* [Exercise objective]:
All of the material below is to be retyped exactly.

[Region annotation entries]
* * *
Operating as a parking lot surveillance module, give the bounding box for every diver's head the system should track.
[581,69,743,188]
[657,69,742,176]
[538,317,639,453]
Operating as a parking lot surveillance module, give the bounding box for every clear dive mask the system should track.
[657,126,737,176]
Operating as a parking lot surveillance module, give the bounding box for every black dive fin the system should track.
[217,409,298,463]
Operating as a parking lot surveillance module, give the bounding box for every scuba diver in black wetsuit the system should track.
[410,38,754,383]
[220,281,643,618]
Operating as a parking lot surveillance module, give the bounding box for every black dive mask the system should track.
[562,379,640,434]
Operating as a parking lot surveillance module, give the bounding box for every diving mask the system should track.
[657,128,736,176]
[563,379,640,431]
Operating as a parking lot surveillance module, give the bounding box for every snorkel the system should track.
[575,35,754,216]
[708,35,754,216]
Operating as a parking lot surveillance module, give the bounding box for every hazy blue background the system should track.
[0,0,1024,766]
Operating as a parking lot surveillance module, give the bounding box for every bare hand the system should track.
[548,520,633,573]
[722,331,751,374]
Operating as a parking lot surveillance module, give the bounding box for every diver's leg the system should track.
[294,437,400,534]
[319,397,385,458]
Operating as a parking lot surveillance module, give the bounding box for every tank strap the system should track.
* * *
* [Correct answer]:
Operating as a parking lot surveillance module, give the bounding box for every diver's head the system should track.
[581,69,743,188]
[657,69,742,176]
[538,317,639,453]
Operating as a parking lot surveillance module, give the bounding box for every clear dive mask the system should track.
[657,126,737,176]
Operating as a parking lot surveillance module, give the bounding box for every black dive fin the system should track.
[217,409,298,463]
Operating as a parking lot surveillance module, give the bounding box for every scuba diver in black wetsuit the system should track.
[410,38,754,383]
[220,281,643,618]
Operating as a parking lot surveillance module, give the bounding box for every black dive mask the system should track.
[562,379,640,434]
Operating as a parking lot surveillance module, give the bounding box for every diving mask the system should track.
[657,128,736,176]
[563,379,640,431]
Operating as a parking lot surveillance module, give the bounding box for every snorkel the system should track.
[575,35,754,216]
[708,35,754,216]
Operating as a parking lot surveillance module, give the bounding box for every hazy blue background the system should track.
[0,0,1024,766]
Operating as a parking lot surveillance module, give the bounding box for every bare hand the system should track.
[548,520,633,573]
[722,331,751,374]
Operating as a parking lot surveillance module, give the bounding box for every diver's leg the system should track.
[294,437,400,534]
[319,397,385,458]
Operating as a parking lot surveillance module, give the bounding box for every tank strap the system should track.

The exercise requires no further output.